- **Задание**
Пожалуйста, укажите, сколько строк списка ниже содержат строку «bride» с учетом регистра. В ответе дайте только число.

- **Исходные данные**
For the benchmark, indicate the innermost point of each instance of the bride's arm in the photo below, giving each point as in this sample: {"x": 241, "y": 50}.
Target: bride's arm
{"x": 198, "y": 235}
...
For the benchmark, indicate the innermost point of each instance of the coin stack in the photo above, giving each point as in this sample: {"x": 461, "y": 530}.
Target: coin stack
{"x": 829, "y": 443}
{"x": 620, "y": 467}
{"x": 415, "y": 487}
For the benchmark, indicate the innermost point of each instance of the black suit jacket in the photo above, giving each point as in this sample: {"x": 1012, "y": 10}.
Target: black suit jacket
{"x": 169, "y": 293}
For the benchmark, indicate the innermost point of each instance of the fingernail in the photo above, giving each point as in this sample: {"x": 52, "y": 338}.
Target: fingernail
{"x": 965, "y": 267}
---
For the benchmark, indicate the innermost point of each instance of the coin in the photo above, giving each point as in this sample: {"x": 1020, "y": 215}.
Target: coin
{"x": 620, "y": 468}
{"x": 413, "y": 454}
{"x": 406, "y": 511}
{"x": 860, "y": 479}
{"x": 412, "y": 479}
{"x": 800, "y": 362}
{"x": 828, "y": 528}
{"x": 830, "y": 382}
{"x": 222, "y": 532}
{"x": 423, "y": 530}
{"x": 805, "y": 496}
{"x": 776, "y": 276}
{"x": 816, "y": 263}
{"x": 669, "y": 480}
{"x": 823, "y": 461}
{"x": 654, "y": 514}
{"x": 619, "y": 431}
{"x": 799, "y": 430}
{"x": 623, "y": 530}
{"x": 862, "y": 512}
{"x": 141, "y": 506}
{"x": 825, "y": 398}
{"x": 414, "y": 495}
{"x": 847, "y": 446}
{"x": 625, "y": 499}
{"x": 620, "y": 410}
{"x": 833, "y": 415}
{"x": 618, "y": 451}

- **Результат выполнения**
2